Text for analysis:
Here’s another straw in the wind suggesting that the times are becoming unfriendly to seniors.
House Republicans have unveiled preliminary outlines of their health care reform agenda, with the intention of moving forward with major changes in coming weeks. Changes to Medicaid are a high priority, and Republicans are considering either (1) giving states a fixed amount for each person enrolled in Medicaid or (2) giving states block grants to carry out the Medicaid program as each state sees fit.
Either choice could be a serious problem for the 4.6 million seniors with limited incomes who have dual eligibility for both Medicare and Medicaid. Medicare pays for their hospitalizations and physician services, but Medicaid is vital to these seniors for coverage of nursing facility care, prescription drugs, eyeglasses, and hearing aids.
The cost of skilled care in a nursing home or assisted living facility is a great worry for seniors and their families. Many simply do not have the resources to pay for either. Others have some resources, but not enough to pay for long term care. Typically, a senior in this situation who falls ill may be sent to a rehab facility after a hospital stay for the 100 days that Medicare allows, and then have to stay on or move to another facility at their own expense. With the average cost of a nursing home at $6,235 per month, and assisted living at $3,500, it doesn’t take long for even middle class seniors to deplete whatever savings they may have.

Work order A:
Reproduce the Medicaid passage word for word, beginning at the words "Either choice could" and stopping after "and hearing aids.".
Work order B:
Do the following statements agree with the Medicaid passage? Answer yes or no for each, and quote the deciding words.
(i) Republicans are considering giving states block grants to run Medicaid.
(ii) For dual-eligible seniors, Medicare covers eyeglasses and hearing aids.
(iii) The average monthly cost of assisted living is higher than that of a nursing home.

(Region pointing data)
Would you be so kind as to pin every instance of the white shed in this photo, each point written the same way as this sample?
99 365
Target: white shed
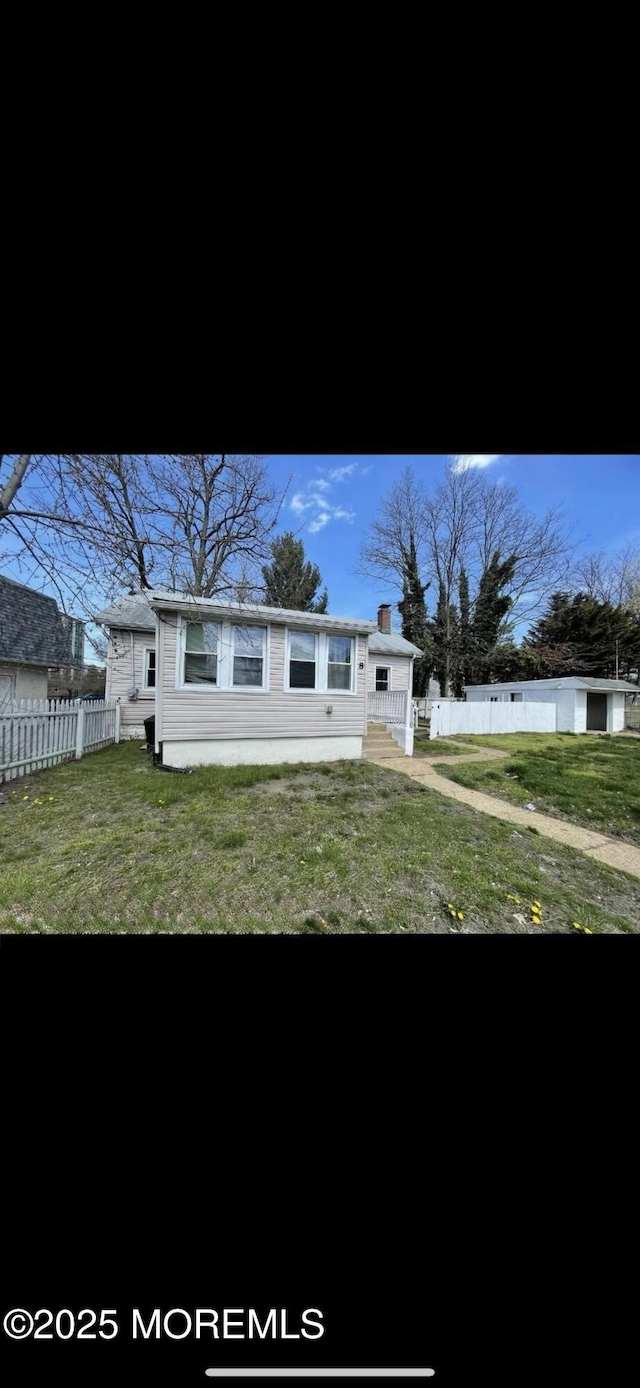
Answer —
583 704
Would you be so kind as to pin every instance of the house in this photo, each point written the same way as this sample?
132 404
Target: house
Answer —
34 637
390 657
131 661
242 683
583 704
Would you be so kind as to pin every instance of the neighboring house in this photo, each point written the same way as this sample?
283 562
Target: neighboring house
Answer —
242 683
131 659
583 704
34 637
390 657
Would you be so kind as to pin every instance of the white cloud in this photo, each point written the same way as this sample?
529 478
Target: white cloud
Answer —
318 523
462 461
340 474
314 498
297 503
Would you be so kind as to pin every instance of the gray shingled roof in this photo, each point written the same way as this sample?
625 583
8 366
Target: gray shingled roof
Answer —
567 682
32 629
131 612
138 612
389 643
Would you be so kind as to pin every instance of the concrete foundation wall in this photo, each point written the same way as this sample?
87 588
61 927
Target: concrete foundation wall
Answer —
260 751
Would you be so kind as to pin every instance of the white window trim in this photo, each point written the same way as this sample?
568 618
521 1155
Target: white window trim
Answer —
322 664
351 691
179 659
147 651
249 689
317 636
225 659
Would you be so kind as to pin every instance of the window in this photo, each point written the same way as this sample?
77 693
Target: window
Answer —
201 643
149 673
301 661
339 664
249 655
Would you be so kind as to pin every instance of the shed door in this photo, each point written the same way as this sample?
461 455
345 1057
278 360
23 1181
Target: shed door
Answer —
596 712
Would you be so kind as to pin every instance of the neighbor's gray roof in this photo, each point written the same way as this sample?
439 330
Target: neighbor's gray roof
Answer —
131 612
567 682
138 612
389 643
32 629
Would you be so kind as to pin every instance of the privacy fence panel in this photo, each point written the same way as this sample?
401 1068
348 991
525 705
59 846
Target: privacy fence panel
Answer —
450 718
40 733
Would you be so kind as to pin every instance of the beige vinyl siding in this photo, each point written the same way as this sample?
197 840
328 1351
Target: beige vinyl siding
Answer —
120 678
229 714
400 666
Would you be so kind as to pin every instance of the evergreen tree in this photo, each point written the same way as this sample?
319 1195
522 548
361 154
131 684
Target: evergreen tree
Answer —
290 580
440 636
415 626
490 611
579 636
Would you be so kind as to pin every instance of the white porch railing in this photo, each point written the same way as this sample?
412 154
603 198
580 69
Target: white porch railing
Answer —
39 733
389 708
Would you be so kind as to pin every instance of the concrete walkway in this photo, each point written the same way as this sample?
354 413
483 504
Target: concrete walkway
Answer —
611 851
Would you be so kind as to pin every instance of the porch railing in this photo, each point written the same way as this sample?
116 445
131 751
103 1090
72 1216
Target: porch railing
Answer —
389 708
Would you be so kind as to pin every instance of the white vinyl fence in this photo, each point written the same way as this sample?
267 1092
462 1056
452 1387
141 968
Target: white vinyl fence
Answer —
487 716
39 733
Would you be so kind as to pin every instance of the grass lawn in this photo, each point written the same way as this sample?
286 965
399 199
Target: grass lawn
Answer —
422 747
111 844
587 780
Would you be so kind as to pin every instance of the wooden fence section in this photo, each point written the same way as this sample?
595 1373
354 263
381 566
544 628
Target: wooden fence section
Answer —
40 733
487 716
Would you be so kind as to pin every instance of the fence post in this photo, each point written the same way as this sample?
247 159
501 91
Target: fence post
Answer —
79 732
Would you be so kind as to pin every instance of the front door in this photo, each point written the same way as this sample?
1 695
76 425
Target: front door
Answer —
596 712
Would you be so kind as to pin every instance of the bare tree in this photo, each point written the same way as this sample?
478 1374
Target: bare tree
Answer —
462 523
611 578
92 525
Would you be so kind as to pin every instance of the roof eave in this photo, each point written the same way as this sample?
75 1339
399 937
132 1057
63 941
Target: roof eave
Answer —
285 616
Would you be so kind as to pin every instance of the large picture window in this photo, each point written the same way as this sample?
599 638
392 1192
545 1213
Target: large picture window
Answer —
339 662
249 655
201 643
303 661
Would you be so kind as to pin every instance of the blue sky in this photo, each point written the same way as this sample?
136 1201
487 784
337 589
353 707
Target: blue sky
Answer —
332 500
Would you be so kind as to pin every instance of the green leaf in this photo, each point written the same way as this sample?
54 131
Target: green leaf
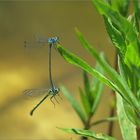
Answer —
137 13
74 104
88 133
73 59
85 102
109 119
87 85
97 90
116 37
128 129
121 6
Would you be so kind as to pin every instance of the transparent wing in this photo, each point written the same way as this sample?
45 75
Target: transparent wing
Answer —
35 92
33 44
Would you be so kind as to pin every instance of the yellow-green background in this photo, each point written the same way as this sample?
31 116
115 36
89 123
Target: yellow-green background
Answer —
22 68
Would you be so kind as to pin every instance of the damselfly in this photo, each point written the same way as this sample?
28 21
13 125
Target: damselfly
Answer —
52 91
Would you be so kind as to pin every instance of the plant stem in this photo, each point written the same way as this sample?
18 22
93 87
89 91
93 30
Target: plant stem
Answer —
87 127
112 111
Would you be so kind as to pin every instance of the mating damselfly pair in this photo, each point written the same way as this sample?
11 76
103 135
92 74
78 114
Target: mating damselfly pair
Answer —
52 91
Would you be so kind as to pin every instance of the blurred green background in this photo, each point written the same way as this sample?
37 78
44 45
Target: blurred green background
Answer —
23 68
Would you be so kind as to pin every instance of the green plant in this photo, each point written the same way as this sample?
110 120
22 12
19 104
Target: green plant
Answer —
124 34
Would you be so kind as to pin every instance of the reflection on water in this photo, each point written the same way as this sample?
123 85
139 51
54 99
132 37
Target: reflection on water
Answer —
22 68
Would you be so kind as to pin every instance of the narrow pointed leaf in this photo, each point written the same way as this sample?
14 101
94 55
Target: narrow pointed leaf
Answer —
74 104
128 129
88 133
114 76
85 102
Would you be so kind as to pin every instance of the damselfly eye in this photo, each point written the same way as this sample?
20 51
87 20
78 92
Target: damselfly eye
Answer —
53 40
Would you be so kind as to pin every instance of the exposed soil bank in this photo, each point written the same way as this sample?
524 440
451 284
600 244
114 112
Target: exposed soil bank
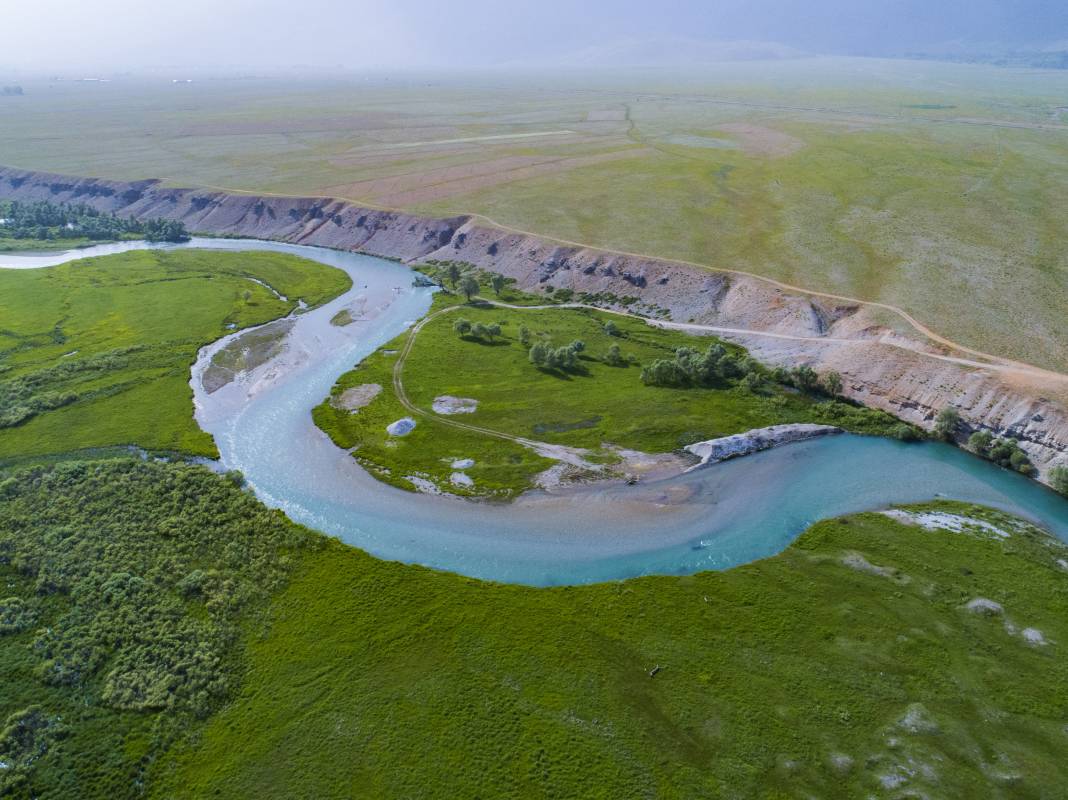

Written solution A:
Either choice could be a serious problem for the 4.6 million seniors with limited incomes who have dual eligibility for both Medicare and Medicaid. Medicare pays for their hospitalizations and physician services, but Medicaid is vital to these seniors for coverage of nursing facility care, prescription drugs, eyeglasses, and hearing aids.

Written solution B:
(i) Yes: "giving states block grants to carry out the Medicaid program as each state sees fit"
(ii) No: "Medicaid is vital to these seniors for coverage of nursing facility care, prescription drugs, eyeglasses, and hearing aids"
(iii) No: "the average cost of a nursing home at $6,235 per month, and assisted living at $3,500"